» **ÉNONCÉ 1**: Relevez toutes les lignes des entrées enregistrées ci-dessous qui contiennent la chaîne « green », puis recopiez-les.

--- EXTRAIT DU DOCUMENT ---

L’ennui, une absence temporaire de curiosité

On peut s'ennuyer dans tous les domaines, à l'école, au travail, dans ses relations amicales, avec sa famille, son conjoint alors que ça n'était pas le cas avant. On ne sait pas trop pourquoi, mais on s’ennuie et un manque d’intérêt s’empare de notre existence. Ne serait-ce pas parce que nos objectifs de départ n’ont pas été atteints ? C’est alors à nous de fixer de nouveaux objectifs, qui nous redonneront de la motivation, attiseront notre curiosité et éradiqueront cet ennui. Une seconde cause possible à l'ennui est la fatigue psychologique : il importe de reposer son cerveau en modifiant ses habitudes pour y mettre un peu de nouveauté afin que la curiosité et l’intérêt reviennent. Attention, si cet état d’ennui devient pathologique et donc improductif et douloureux, il pourrait s’agir d’un premier symptôme de dépression et il faut se faire aider au plus vite. Dans les cultures orientales, la méditation occupe une place centrale et remplace en quelque sorte le sentiment d’ennui. On peut aussi se demander s’il n’existe pas une prédisposition à s’ennuyer ou à jouir de l’existence. De nature, les êtres sont-ils plus disposés à être curieux ou au contraire à être condamnés à subir un ennui existentiel ?

 

L’ennui, signe de désirs non assouvis

Si nous n’arrivons pas à sortir de l’ennui ou si nous nous ennuyons souvent, c’est le signe que nous ne vivons pas en adéquation avec nos intérêts, nos goûts et nos besoins. Il faut alors réagir. Pour chasser l’ennui, il faut s’occuper à quelque chose qui a du sens pour nous et prendre le temps d’identifier nos désirs réels. Quels sont nos véritables besoins ? Il ne faut surtout pas les négliger en laissant par exemple aux autres le soin de décider ou en faisant passer le besoin des autres avant les nôtres. C’est aussi le cas de celui qui passe la majeure partie de son temps à faire « ce qu’il doit faire », sans se soucier d’assouvir ses propres besoins. Enfin on peut également s´ennuyer d’êtres aimés, que l’on a trop peu l’occasion de voir, s’ennuyer d’une culture, d’un endroit, d’une atmosphère.

---

» **ÉNONCÉ 2**: Recopiez le passage du texte sur l'ennui situé entre « L’ennui, signe de » et « endroit, d’une atmosphère. », bornes comprises, en renommant « désirs » en « souhaits ».

--- DONNÉES FOURNIES ---

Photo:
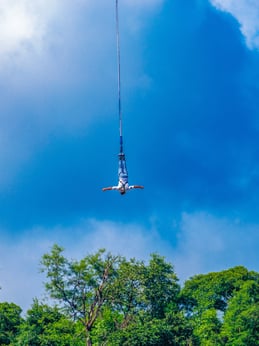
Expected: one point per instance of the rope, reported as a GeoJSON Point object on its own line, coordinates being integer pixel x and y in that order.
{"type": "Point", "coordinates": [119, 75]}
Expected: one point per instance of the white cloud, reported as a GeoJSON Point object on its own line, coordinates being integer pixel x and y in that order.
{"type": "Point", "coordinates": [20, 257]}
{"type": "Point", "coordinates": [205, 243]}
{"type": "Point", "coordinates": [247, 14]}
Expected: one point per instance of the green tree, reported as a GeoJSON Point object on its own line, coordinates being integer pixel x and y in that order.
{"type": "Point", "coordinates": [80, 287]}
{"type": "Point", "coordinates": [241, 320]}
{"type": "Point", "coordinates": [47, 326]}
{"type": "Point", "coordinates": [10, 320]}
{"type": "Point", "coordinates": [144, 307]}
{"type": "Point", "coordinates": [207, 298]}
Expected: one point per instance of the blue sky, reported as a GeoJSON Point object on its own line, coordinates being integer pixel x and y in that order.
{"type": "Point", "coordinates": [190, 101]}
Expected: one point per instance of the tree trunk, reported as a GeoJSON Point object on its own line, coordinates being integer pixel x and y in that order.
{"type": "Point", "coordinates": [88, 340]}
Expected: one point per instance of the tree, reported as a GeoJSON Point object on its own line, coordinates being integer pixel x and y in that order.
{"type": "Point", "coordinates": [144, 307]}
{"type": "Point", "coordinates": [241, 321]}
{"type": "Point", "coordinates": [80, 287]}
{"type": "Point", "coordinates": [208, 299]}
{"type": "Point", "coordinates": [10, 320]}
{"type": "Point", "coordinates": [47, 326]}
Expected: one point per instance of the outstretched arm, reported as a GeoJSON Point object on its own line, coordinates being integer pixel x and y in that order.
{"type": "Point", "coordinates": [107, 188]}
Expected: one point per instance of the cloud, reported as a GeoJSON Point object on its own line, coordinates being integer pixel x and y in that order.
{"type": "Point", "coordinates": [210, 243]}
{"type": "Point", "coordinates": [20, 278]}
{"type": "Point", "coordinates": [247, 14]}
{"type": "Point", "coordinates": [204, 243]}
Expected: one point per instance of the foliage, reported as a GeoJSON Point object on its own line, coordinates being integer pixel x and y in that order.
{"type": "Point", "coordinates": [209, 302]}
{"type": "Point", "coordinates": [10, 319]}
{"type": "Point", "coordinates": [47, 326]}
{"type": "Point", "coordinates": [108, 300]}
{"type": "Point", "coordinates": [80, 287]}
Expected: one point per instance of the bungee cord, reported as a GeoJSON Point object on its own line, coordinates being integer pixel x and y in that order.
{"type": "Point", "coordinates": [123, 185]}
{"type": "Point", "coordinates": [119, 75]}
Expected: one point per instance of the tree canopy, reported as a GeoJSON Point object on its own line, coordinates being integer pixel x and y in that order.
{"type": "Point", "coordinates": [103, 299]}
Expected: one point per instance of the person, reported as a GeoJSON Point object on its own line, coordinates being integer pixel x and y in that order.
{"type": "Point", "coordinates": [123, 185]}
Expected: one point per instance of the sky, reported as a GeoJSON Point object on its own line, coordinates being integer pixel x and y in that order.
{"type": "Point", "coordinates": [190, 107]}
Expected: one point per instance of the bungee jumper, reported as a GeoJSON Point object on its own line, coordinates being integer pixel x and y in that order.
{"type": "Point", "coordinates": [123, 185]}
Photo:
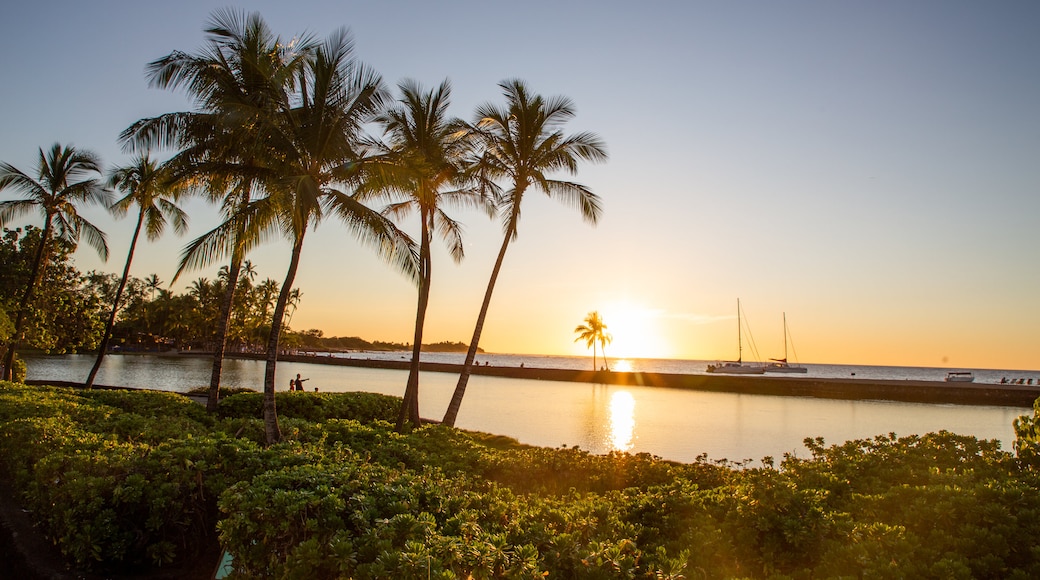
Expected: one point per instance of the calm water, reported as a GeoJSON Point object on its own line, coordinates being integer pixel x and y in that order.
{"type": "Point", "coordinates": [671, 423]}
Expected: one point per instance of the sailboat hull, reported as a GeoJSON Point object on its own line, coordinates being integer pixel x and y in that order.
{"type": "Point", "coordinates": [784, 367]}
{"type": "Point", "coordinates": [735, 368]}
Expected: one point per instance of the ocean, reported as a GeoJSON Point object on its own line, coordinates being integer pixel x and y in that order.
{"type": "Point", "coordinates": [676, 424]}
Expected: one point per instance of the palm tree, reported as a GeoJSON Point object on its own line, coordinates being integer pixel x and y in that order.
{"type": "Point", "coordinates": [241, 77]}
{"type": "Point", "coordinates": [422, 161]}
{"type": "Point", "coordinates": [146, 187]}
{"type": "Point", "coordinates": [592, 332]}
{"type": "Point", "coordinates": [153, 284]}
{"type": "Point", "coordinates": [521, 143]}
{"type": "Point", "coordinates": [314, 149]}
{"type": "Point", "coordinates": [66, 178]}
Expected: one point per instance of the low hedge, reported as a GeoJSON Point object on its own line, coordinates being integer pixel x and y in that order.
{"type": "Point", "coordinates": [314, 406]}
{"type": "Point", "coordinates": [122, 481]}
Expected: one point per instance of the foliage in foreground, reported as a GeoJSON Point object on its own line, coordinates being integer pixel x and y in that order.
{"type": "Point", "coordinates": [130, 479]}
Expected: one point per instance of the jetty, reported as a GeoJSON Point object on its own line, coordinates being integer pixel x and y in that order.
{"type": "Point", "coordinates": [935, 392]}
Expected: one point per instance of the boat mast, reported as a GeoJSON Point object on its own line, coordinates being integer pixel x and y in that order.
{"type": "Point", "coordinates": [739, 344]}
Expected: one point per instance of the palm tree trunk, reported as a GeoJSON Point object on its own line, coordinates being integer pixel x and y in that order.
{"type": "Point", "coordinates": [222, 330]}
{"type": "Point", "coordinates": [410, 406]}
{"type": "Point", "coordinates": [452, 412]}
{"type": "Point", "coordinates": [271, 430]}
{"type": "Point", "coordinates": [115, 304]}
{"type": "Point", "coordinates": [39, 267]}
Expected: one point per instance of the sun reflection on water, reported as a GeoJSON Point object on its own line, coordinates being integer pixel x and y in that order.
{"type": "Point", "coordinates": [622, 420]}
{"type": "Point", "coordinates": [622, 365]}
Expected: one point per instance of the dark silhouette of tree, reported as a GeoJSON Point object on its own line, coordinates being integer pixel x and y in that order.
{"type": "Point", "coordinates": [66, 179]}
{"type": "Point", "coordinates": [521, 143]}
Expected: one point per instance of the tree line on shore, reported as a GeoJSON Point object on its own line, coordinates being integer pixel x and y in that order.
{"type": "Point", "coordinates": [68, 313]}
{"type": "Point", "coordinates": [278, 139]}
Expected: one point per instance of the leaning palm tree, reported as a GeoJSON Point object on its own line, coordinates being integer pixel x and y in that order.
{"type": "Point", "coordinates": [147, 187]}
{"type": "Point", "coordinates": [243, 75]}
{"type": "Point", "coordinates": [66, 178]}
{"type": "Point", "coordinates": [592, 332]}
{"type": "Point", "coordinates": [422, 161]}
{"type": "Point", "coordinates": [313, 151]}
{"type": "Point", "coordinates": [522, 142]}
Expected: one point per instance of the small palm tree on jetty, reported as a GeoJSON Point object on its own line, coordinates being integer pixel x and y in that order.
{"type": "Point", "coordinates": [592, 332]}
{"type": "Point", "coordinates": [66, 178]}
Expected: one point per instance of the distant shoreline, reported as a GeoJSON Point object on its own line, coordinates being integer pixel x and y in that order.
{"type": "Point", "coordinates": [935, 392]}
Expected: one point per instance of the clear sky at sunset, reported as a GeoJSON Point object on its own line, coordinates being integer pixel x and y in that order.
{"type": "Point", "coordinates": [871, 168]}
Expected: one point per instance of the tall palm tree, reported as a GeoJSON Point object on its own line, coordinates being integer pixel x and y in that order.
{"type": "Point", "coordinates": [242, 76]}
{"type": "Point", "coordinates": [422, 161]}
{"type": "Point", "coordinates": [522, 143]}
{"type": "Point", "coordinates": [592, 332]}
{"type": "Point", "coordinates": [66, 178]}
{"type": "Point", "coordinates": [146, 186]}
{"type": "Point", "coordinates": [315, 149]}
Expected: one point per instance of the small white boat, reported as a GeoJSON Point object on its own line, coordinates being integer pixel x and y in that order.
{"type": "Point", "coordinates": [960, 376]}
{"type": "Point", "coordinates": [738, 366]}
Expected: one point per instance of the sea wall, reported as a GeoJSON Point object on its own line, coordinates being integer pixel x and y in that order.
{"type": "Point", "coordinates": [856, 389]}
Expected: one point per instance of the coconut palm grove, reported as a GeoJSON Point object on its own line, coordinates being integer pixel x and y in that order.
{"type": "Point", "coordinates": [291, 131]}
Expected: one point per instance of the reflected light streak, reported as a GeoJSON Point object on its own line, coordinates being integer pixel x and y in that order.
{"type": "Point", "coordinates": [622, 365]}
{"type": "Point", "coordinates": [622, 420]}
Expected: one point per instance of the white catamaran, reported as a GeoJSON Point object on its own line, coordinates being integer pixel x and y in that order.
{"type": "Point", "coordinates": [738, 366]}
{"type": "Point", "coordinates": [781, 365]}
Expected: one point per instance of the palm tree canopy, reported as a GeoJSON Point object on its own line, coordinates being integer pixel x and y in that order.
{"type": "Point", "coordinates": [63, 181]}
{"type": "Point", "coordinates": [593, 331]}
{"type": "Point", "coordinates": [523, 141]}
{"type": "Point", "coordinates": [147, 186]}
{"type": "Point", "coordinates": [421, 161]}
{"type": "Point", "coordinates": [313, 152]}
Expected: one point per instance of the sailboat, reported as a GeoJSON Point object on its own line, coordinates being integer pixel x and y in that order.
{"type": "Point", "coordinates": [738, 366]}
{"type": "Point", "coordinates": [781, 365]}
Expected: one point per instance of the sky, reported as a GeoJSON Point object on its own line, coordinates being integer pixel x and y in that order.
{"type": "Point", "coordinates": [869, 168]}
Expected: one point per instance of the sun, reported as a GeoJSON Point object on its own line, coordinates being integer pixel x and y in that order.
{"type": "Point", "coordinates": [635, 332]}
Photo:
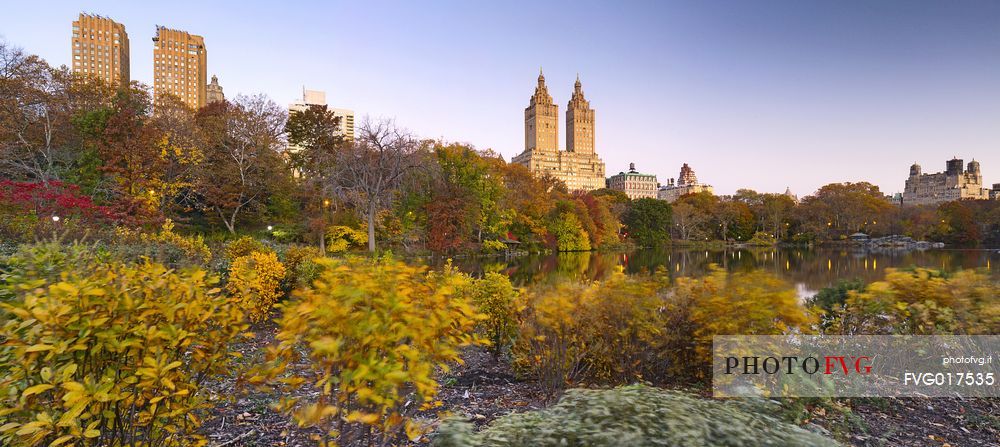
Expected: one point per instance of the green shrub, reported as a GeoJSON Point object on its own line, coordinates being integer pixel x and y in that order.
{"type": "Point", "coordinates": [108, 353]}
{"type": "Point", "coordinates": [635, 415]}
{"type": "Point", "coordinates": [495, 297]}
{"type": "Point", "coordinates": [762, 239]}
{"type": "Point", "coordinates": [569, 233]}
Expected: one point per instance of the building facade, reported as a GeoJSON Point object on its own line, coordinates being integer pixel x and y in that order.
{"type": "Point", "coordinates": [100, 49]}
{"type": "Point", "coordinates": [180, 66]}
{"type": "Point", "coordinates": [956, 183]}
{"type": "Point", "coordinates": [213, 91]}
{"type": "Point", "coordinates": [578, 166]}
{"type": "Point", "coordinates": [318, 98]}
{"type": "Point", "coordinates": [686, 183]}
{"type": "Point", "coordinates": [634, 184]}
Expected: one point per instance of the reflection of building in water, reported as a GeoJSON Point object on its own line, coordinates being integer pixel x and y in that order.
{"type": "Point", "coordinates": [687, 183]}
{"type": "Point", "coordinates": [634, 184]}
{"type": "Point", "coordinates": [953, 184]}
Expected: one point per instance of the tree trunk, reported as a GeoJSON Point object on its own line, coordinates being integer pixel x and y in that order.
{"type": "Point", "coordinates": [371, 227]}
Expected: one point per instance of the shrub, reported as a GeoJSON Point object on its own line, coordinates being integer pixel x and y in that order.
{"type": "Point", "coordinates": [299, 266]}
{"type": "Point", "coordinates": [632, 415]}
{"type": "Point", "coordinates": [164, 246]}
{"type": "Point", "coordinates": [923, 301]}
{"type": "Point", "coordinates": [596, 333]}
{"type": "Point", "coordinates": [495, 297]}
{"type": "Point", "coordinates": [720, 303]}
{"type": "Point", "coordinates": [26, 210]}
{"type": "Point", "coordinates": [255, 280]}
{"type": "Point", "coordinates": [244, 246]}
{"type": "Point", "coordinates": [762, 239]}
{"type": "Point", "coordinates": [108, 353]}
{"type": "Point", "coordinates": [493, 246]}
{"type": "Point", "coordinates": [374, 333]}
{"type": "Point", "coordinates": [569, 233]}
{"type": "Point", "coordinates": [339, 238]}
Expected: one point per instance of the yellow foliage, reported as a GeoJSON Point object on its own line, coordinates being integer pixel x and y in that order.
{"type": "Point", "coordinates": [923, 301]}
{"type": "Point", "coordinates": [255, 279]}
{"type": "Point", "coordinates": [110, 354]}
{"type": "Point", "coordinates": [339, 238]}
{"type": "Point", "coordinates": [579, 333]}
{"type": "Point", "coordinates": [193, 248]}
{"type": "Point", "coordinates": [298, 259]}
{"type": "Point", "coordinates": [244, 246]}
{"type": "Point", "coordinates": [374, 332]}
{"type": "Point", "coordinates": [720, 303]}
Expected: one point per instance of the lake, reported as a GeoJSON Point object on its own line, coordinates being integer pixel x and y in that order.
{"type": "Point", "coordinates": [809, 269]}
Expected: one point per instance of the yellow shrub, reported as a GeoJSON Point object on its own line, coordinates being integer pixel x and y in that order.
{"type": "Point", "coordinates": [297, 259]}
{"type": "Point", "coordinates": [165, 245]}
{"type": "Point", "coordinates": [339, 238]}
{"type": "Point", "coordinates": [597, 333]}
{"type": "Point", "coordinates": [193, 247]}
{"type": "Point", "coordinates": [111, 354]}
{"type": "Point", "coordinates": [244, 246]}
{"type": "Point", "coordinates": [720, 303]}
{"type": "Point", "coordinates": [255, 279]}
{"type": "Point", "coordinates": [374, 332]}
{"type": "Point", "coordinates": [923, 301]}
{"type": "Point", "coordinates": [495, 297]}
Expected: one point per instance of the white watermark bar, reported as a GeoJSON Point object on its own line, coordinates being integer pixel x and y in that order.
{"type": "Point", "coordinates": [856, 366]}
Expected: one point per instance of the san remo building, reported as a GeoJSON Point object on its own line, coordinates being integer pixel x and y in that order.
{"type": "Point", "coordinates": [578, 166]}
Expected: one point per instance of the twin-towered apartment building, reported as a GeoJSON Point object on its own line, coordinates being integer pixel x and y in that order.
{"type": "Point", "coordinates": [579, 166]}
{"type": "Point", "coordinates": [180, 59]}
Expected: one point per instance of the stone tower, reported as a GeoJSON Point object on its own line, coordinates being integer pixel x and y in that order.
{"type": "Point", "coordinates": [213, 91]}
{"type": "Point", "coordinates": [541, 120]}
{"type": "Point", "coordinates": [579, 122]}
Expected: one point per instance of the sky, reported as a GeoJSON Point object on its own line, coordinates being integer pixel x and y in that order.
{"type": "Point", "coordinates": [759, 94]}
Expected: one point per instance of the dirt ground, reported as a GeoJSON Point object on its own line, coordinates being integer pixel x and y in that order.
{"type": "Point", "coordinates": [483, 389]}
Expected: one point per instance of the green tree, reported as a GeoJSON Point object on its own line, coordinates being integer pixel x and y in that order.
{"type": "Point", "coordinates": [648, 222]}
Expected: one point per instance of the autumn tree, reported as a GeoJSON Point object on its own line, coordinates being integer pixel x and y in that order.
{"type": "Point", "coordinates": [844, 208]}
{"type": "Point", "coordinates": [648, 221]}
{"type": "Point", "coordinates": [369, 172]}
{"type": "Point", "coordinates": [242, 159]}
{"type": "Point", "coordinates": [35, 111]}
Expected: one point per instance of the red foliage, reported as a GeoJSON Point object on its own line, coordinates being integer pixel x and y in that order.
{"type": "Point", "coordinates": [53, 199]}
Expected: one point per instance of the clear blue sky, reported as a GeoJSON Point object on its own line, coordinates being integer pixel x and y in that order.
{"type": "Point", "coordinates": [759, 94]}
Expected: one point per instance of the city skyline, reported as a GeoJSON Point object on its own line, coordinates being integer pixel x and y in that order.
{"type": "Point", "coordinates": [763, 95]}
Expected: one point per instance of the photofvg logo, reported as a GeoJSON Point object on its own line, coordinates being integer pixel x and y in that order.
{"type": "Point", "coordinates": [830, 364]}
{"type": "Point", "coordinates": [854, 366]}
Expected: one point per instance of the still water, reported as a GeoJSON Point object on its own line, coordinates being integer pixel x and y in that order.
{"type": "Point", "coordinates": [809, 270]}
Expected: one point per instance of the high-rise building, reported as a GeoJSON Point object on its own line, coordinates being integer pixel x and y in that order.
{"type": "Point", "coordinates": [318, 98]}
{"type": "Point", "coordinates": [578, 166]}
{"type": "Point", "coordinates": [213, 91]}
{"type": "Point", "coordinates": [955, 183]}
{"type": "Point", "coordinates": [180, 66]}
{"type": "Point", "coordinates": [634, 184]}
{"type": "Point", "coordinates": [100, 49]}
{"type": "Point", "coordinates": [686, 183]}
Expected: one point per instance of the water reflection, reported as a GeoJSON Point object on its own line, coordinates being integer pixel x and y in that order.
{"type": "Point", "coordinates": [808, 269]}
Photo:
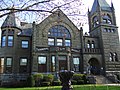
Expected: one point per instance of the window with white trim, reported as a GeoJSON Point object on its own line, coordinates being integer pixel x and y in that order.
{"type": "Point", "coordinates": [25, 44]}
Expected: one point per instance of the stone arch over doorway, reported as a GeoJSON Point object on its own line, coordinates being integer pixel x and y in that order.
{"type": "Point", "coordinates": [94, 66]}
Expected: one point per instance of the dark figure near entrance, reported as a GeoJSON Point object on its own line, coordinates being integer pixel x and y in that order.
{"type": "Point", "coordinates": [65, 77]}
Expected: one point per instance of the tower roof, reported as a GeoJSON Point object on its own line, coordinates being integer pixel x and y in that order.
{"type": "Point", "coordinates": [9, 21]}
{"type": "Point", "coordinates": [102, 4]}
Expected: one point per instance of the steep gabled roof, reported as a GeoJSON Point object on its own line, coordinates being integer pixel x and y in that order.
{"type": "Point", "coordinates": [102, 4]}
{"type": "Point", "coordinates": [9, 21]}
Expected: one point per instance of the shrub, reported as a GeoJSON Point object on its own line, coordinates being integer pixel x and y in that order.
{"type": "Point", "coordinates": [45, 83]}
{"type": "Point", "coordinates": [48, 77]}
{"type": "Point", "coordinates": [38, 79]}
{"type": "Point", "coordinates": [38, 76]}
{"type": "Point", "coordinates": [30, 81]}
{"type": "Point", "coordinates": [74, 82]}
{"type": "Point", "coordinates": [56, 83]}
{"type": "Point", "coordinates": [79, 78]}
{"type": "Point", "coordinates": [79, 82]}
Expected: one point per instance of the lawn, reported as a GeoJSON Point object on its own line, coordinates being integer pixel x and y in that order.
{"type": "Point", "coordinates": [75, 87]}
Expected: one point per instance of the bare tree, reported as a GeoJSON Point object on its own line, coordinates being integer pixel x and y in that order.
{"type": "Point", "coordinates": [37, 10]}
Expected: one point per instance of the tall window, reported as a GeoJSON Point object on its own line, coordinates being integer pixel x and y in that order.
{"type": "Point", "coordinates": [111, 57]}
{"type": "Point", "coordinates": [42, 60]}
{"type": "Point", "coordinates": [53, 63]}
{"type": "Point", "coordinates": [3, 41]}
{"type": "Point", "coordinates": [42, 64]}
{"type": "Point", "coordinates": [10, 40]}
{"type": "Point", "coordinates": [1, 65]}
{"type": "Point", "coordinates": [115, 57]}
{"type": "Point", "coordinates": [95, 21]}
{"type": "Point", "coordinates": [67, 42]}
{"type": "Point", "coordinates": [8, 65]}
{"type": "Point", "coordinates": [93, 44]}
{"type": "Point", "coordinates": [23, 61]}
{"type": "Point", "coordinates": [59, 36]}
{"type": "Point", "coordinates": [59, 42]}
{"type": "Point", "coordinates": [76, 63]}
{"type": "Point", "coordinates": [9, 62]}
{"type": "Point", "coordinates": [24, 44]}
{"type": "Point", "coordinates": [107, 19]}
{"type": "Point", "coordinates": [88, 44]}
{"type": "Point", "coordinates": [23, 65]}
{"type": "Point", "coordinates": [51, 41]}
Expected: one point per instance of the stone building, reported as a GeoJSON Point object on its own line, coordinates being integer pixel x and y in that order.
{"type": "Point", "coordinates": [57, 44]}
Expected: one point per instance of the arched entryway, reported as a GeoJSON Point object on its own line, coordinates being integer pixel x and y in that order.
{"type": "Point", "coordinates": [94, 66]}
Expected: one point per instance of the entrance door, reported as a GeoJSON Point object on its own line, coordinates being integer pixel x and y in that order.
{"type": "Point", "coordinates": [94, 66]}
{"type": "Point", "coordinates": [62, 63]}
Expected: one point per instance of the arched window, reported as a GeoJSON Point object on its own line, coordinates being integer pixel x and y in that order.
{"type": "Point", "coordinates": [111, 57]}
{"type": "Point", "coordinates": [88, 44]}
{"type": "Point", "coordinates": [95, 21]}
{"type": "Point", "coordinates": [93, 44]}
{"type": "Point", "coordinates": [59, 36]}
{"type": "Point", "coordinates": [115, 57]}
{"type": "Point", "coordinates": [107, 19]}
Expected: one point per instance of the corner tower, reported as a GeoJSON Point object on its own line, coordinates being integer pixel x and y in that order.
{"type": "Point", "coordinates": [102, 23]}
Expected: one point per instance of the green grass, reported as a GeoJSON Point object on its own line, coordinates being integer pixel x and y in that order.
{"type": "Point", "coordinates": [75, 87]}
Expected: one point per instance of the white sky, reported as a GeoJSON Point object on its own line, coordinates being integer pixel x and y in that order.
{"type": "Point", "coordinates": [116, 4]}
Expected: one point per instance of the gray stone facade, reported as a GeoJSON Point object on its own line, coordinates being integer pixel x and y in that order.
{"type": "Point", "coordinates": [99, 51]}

---

» **RÉPONSE 1**:
Expected: one point per instance of the green tree, reported as a GeoJSON Point object on its own line, coordinates being integer pixel x and y in that order.
Expected: one point per instance of the green shrub, reported as a GeoJSON Point object on its own line, coordinates being integer pixel x and y in that order.
Expected: one point per instance of the green tree, reported as a GeoJSON Point object on its own line, coordinates being integer pixel x and y in that order.
Expected: one point per instance of the green grass, reported as a GeoJSON Point object on its own line, coordinates being integer pixel x and y in that order.

» **RÉPONSE 2**:
L’ennui, signe de souhaits non assouvis

Si nous n’arrivons pas à sortir de l’ennui ou si nous nous ennuyons souvent, c’est le signe que nous ne vivons pas en adéquation avec nos intérêts, nos goûts et nos besoins. Il faut alors réagir. Pour chasser l’ennui, il faut s’occuper à quelque chose qui a du sens pour nous et prendre le temps d’identifier nos souhaits réels. Quels sont nos véritables besoins ? Il ne faut surtout pas les négliger en laissant par exemple aux autres le soin de décider ou en faisant passer le besoin des autres avant les nôtres. C’est aussi le cas de celui qui passe la majeure partie de son temps à faire « ce qu’il doit faire », sans se soucier d’assouvir ses propres besoins. Enfin on peut également s´ennuyer d’êtres aimés, que l’on a trop peu l’occasion de voir, s’ennuyer d’une culture, d’un endroit, d’une atmosphère.